▶ TEXT PROVIDED
Bone Can Form in Arteries, Scientists Say : Health: UCLA research team links calcification to atherosclerosis. The discovery may open the way for new therapies. It also casts doubt on osteoporosis treatment.

In a surprising discovery, UCLA researchers have found that atherosclerosis, better known as hardening of the arteries, may arise in part through the formation of bone in the arteries.

The finding, reported today in the Journal of Clinical Investigation, could open the door to new therapies to prevent atherosclerosis, which is treated by controlling intake of cholesterol and fats, said Dr. Linda Demer, associate chief of cardiology at the UCLA School of Medicine.

Atherosclerosis contributes to two-thirds of the nearly 650,000 annual deaths from heart attacks and strokes in the United States, according to the American Heart Assn.

Atherosclerotic lesions contain bone-like calcium crystals and fatty deposits. Most researchers had previously thought that the calcium crystals formed passively from calcium in the blood. Demer’s results suggest that it is an active process--like the formation of bone--under the control of hormones and proteins released by the body.

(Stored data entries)
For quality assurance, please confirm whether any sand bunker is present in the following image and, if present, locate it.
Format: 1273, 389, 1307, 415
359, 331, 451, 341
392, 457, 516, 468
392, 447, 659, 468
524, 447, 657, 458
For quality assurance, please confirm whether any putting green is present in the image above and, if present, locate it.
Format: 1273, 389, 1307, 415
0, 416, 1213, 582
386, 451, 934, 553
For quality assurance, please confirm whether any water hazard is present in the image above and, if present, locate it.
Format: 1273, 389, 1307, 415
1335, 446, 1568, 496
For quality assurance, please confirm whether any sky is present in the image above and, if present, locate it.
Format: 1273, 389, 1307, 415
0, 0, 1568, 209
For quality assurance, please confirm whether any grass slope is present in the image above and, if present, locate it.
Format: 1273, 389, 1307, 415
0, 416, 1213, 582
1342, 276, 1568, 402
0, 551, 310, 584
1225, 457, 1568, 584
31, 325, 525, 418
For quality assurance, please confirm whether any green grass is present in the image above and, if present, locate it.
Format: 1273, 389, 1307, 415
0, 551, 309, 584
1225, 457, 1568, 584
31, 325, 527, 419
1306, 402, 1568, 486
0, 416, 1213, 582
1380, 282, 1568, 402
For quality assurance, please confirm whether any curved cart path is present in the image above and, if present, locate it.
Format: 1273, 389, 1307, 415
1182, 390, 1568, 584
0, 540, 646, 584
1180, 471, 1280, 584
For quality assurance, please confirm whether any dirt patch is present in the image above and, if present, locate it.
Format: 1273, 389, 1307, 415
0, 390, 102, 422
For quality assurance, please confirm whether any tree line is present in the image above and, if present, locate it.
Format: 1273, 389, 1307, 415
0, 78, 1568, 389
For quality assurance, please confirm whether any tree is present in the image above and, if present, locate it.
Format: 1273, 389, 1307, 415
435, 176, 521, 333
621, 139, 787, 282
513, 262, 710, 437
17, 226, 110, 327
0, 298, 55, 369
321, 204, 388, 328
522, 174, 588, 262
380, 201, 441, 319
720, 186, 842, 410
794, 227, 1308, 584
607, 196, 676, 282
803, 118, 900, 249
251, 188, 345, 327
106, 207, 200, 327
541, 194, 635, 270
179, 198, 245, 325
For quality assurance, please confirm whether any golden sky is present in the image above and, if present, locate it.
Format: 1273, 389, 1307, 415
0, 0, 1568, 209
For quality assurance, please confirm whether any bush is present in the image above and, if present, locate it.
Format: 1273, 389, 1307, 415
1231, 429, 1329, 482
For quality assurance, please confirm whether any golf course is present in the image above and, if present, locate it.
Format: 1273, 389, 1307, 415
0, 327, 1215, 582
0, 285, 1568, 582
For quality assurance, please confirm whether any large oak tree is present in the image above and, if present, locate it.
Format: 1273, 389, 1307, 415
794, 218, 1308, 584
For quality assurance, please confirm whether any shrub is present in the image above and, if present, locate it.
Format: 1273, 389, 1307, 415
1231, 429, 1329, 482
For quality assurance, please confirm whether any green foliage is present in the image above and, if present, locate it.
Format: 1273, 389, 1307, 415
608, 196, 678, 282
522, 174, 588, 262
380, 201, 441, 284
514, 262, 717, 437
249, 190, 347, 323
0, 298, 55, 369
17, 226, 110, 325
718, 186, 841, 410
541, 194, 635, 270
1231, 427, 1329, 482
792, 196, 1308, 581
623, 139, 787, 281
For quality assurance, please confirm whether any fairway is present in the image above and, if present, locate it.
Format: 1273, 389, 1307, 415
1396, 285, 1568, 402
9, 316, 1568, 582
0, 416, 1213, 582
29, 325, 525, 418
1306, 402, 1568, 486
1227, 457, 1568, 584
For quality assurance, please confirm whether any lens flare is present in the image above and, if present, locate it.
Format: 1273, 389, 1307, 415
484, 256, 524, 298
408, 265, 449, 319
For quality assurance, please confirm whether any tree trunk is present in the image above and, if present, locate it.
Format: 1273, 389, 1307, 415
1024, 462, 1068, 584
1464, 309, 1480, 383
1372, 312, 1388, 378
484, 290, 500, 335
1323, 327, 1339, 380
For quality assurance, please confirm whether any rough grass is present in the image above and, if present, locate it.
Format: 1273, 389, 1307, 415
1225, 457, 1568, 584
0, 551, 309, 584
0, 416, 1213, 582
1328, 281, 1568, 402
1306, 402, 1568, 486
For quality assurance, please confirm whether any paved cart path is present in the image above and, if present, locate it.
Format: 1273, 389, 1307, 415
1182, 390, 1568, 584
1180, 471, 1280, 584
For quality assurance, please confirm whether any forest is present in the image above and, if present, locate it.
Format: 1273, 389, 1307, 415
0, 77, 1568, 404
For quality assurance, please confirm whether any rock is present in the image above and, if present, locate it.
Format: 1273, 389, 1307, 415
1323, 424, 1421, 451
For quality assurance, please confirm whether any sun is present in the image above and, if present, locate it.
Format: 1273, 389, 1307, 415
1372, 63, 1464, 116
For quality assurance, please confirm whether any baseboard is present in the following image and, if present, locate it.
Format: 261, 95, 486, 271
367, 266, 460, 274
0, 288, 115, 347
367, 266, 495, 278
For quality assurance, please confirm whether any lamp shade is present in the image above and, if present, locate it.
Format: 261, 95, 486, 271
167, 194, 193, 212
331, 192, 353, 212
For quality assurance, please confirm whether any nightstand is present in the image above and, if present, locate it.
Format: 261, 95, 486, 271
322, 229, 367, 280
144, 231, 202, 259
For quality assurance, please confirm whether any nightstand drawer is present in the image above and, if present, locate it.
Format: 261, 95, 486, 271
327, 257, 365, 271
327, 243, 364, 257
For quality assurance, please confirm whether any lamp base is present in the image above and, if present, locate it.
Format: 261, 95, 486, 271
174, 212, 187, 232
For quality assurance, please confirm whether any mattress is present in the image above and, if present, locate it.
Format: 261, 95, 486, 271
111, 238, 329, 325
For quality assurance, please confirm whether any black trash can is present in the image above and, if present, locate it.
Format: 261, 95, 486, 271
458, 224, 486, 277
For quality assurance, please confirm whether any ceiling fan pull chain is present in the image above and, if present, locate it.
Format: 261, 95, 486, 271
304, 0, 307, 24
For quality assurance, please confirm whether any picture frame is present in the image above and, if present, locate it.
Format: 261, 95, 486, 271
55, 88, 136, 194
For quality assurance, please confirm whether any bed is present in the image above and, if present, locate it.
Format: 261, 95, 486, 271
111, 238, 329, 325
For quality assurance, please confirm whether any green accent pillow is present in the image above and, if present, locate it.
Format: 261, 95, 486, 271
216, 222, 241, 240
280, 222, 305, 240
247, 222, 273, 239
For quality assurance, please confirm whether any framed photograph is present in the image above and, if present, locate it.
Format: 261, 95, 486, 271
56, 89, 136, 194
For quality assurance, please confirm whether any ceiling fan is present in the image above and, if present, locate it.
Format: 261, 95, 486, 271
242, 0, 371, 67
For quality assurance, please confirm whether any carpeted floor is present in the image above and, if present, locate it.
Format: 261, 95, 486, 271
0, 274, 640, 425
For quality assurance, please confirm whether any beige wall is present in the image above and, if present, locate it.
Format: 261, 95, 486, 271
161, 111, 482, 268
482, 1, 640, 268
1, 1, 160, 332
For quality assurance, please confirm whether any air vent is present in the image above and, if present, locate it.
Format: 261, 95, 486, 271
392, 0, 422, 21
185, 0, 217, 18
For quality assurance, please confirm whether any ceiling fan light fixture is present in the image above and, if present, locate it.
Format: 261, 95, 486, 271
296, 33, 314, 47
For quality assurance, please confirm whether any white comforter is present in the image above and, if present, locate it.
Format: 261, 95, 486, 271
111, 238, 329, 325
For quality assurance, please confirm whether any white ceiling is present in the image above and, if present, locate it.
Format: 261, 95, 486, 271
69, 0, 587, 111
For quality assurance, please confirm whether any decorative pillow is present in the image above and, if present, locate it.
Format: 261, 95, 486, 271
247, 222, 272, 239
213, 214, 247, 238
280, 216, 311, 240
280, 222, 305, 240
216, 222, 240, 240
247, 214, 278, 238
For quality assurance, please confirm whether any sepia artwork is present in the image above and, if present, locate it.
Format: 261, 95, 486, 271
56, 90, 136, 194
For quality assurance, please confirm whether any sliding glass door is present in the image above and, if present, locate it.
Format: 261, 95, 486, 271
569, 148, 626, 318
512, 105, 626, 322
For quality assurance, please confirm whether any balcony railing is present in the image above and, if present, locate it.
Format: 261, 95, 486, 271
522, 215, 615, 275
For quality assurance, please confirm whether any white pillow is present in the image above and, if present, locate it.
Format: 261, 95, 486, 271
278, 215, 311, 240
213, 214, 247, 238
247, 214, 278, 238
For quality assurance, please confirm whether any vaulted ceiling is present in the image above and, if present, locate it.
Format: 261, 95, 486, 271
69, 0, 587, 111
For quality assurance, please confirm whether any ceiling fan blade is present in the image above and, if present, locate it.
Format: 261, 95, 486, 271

▶ ACTIVITIES
1) According to the article on bone formation in arteries, in which journal was the finding reported?
2) Retype the passage of the article on bone formation in arteries, starting with "In a surprising" and going on through "American Heart Assn.".
3) Decide whether each statement agrees with the article on bone formation in arteries, answering yes or no and quoting the deciding words: (a) Most researchers had previously believed the calcium crystals formed passively from calcium in the blood. (b) Atherosclerosis contributes to half of the annual deaths from heart attacks and strokes in the United States. (c) Dr. Linda Demer is associate chief of cardiology at the UCLA School of Medicine.
The data entries are material separate from the article on bone formation in arteries.

▶ LIST OF ANSWERS
1) The Journal of Clinical Investigation.

2)
In a surprising discovery, UCLA researchers have found that atherosclerosis, better known as hardening of the arteries, may arise in part through the formation of bone in the arteries.

The finding, reported today in the Journal of Clinical Investigation, could open the door to new therapies to prevent atherosclerosis, which is treated by controlling intake of cholesterol and fats, said Dr. Linda Demer, associate chief of cardiology at the UCLA School of Medicine.

Atherosclerosis contributes to two-thirds of the nearly 650,000 annual deaths from heart attacks and strokes in the United States, according to the American Heart Assn.

3)
(a) Yes: "Most researchers had previously thought that the calcium crystals formed passively from calcium in the blood."
(b) No: "Atherosclerosis contributes to two-thirds of the nearly 650,000 annual deaths from heart attacks and strokes in the United States"
(c) Yes: "Dr. Linda Demer, associate chief of cardiology at the UCLA School of Medicine"